Çıkarılan metin:
╔══

Buraya kadar söylediklerimizden anlaşılmıştır ki şairlerimiz sanatkâr kişilerdir ve fakat onların sanatlarına zemin olarak seçtikleri bir düşünce, bir dava vardır. Şiirlerindeki duygular bu düşünce ve davanın içinden terennüm edilir. Sanatkârlık onları ister istemez deruni düşünce ve ahengin en önemli disiplini tasavvufla buluşturur. Onlara ait şiirlerin illa bir takım rumuzlar, şathiyat cinsinden söyleyişler olması gerekmez. Kullandıkları dil bizzat bu hissin dışavurumudur. Mehmed  Âkif’in Secde, Gölge, Leyla, Hicran gibi şiirlerinde görülen vecd hali zaten tasavvufi ruh halinin dışavurumu gibidir. Âkif bilindiği gibi dervişmeşrep bir şairdir. O tasavvufun miskinlik, pısırıklık, hurafe olarak anlaşılmasına karşıdır. Yoksa Secde’de, Gece’de, Hicran’da olduğu gibi onun asıl şiir mecraı tasavvuftur. Dostlarının nakillerine bakarsanız keramet denilebilecek haller de görürsünüz Âkif’te.  

Tasavvufi duyuş tarzı Necip Fazıl’da biraz daha berraktır. Çile şiiri başta olmak üzere Halim ve diğer şiirlerde görülen bu teslim oluş hali ile Necip Fazıl için tasavvuf/tarikat zaten yegane yoldur.  Necip Fazıl’ın İkinci Dünya Savaşı’nın dair önsezileri yani hiss-i kabl’el vuku ondaki bir çeşit ermişliğe yorumlanmıştır ki buna kimsenin bir itirazı yoktur. Zaten Nakşibendi tarikatine mensup idi. O ve Ben gibi eserlerine baktığımızda onun Abdülhakim  Arvasi Hazretlerinin konuşan yüzü olduğu bile söylenebilir.

Sezai Karakoç’un ermişliği; derin nüfuzunda, sükûnetinde, bulmuş olmanın rahatlığında gizlidir. O,  Yitik Cennet  ile bizim modern Füsûs yazarımızdır. Şiirlerine zaten baştan aşağı eşlik eden yegane duygu, metafizik ürpertidir. Letaiflerin nurlarını ondan başka anlatan bir başka şair görmedik. Dostlarının anlatımlarına bakarsanız onda önsezi kuvvetini de görürsünüz. Tasavvufi dil ve duyuş, modern şiirin imkanları ile Sezai Karakoç’ta buluşur.  Onun Hızırla Kırk Saat, Ayinler, Mevlana, Yunus Emre, Leyla ile Mecnun, Taha’nın Kitabı, Gül Muştusu gibi şiir kitaplarında metafizik ürperti, tasavvufi söyleyiş ve duyuşu ete kemiğe bürünmüş olarak görürüz.

╚══

Yönerge 1: Kayıtlarda "rock" dizesini içeren satırları sayın ve yalnızca sayıyı yazın.
Metin ile kayıtlar birbirinden bağımsız iki ayrı malzemedir.

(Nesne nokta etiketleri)
╔══

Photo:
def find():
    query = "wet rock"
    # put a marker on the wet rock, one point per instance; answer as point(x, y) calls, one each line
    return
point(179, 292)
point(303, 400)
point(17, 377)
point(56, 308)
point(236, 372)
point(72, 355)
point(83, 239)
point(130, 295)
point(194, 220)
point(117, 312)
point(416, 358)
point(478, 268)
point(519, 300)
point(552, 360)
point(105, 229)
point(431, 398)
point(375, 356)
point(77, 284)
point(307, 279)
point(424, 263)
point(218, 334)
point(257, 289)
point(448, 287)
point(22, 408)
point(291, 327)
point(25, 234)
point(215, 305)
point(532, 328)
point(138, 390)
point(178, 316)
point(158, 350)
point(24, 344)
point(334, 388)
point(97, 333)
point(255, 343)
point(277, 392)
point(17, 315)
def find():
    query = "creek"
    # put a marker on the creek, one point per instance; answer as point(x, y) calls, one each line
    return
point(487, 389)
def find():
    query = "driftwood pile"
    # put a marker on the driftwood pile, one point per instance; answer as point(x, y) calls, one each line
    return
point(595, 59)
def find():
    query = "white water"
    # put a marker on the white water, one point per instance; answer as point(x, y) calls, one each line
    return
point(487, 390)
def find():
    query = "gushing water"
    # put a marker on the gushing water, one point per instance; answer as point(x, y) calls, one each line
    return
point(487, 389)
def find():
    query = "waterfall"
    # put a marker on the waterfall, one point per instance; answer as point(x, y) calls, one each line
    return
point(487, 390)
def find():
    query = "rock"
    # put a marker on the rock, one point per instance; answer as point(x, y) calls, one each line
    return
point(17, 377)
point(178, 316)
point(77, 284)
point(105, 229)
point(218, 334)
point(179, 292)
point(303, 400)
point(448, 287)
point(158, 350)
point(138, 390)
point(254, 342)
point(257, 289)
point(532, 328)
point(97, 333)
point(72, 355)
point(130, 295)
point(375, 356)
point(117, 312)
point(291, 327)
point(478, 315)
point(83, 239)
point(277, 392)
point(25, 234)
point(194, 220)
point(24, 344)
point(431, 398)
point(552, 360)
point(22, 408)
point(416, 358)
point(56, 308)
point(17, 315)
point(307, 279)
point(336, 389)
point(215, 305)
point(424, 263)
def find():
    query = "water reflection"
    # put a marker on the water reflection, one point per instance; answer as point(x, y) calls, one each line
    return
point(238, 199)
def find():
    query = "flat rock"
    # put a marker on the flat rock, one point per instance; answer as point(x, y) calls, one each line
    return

╚══

Yönerge 2: Şairler ve tasavvuf konulu metinden "Sezai Karakoç’un ermişliği;" sözcüklerinden başlayıp "bürünmüş olarak görürüz." sözcükleri de dahil olmak üzere bölümü birebir kopyalayın.

Görev sonucu 1: 6

Görev sonucu 2:
Sezai Karakoç’un ermişliği; derin nüfuzunda, sükûnetinde, bulmuş olmanın rahatlığında gizlidir. O,  Yitik Cennet  ile bizim modern Füsûs yazarımızdır. Şiirlerine zaten baştan aşağı eşlik eden yegane duygu, metafizik ürpertidir. Letaiflerin nurlarını ondan başka anlatan bir başka şair görmedik. Dostlarının anlatımlarına bakarsanız onda önsezi kuvvetini de görürsünüz. Tasavvufi dil ve duyuş, modern şiirin imkanları ile Sezai Karakoç’ta buluşur.  Onun Hızırla Kırk Saat, Ayinler, Mevlana, Yunus Emre, Leyla ile Mecnun, Taha’nın Kitabı, Gül Muştusu gibi şiir kitaplarında metafizik ürperti, tasavvufi söyleyiş ve duyuşu ete kemiğe bürünmüş olarak görürüz.